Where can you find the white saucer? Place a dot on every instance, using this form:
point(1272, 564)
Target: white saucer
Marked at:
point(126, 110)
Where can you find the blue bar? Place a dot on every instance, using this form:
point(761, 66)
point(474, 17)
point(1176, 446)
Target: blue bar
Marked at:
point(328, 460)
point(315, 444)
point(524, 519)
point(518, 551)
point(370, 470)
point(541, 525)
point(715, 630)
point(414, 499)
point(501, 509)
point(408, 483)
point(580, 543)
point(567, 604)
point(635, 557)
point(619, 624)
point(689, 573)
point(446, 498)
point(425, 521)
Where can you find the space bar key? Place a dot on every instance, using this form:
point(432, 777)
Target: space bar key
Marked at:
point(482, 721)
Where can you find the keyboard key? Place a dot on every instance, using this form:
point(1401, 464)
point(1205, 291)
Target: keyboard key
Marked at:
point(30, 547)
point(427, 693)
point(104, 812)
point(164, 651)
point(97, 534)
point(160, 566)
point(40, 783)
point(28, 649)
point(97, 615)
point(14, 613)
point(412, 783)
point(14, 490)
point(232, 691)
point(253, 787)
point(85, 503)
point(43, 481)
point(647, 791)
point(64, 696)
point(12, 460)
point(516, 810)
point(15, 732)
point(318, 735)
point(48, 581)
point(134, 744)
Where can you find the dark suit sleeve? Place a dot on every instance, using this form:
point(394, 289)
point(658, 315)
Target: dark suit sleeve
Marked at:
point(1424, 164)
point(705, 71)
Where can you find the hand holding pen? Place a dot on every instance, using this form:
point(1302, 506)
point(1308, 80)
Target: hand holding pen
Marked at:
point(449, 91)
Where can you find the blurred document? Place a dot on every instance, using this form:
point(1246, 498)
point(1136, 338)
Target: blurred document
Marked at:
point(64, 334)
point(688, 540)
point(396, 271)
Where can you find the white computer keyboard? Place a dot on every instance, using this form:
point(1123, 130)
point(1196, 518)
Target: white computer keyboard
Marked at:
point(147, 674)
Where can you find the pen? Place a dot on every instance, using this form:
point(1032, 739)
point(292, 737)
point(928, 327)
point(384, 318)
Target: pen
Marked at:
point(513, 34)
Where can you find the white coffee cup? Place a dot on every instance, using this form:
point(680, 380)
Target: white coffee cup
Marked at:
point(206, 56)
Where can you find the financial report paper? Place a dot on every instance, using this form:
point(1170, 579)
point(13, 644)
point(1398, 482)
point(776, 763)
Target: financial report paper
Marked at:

- - -

Give back all the records exactly as they stand.

:: RESULT ::
Where can you find the white saucer? Place a dot on every instance, using this form:
point(1272, 564)
Target: white saucer
Marked at:
point(126, 110)
Where can you find the blue bar? Place a dot on every instance, using this form:
point(761, 66)
point(474, 17)
point(1176, 446)
Target: blue bar
Marked at:
point(328, 460)
point(315, 444)
point(524, 519)
point(518, 551)
point(370, 470)
point(541, 525)
point(715, 630)
point(414, 499)
point(501, 509)
point(408, 483)
point(580, 543)
point(567, 604)
point(635, 557)
point(619, 624)
point(689, 573)
point(446, 498)
point(425, 521)
Where can you find the space bar key? Place a dot on every instance, using this form:
point(432, 777)
Target: space bar key
Marked at:
point(482, 721)
Where can you find the keyboard key? Place a dot on every instance, using this form:
point(1401, 464)
point(1205, 291)
Target: keyboard key
Marked at:
point(30, 547)
point(427, 693)
point(104, 812)
point(164, 651)
point(97, 534)
point(160, 566)
point(40, 783)
point(28, 649)
point(97, 615)
point(14, 613)
point(412, 783)
point(14, 490)
point(232, 691)
point(253, 787)
point(85, 503)
point(43, 481)
point(647, 791)
point(64, 696)
point(12, 460)
point(516, 810)
point(15, 732)
point(318, 735)
point(48, 581)
point(134, 744)
Where can you find the dark suit sleeve? Place a dot on every instance, using this form:
point(394, 289)
point(658, 315)
Target: dark suit sleeve
Marked at:
point(1424, 164)
point(705, 71)
Where can you find the hand holding pen? Place a dot on every instance, using this form:
point(1302, 506)
point(1308, 80)
Target: hand holding pen
Marked at:
point(449, 91)
Where can you find the blurred document? Place a dot on every instance, using this form:
point(1246, 498)
point(1136, 338)
Target: blurred document
Marked at:
point(64, 334)
point(688, 540)
point(396, 271)
Where can you find the white computer keyboard? Place a dot on every instance, using this form:
point(1123, 130)
point(1196, 518)
Target: white computer keyboard
Marked at:
point(147, 674)
Where can you find the pen? Place a dot on every instance, using this form:
point(1032, 739)
point(292, 737)
point(928, 327)
point(384, 318)
Target: pen
Marked at:
point(513, 34)
Where can you find the white coffee cup? Place a dot on every instance, using this form:
point(680, 380)
Target: white coffee cup
Marked at:
point(206, 56)
Where can you find the financial report paper? Place a dot on every instance, using this form:
point(1170, 579)
point(13, 644)
point(1398, 482)
point(776, 763)
Target: financial report paper
Marked at:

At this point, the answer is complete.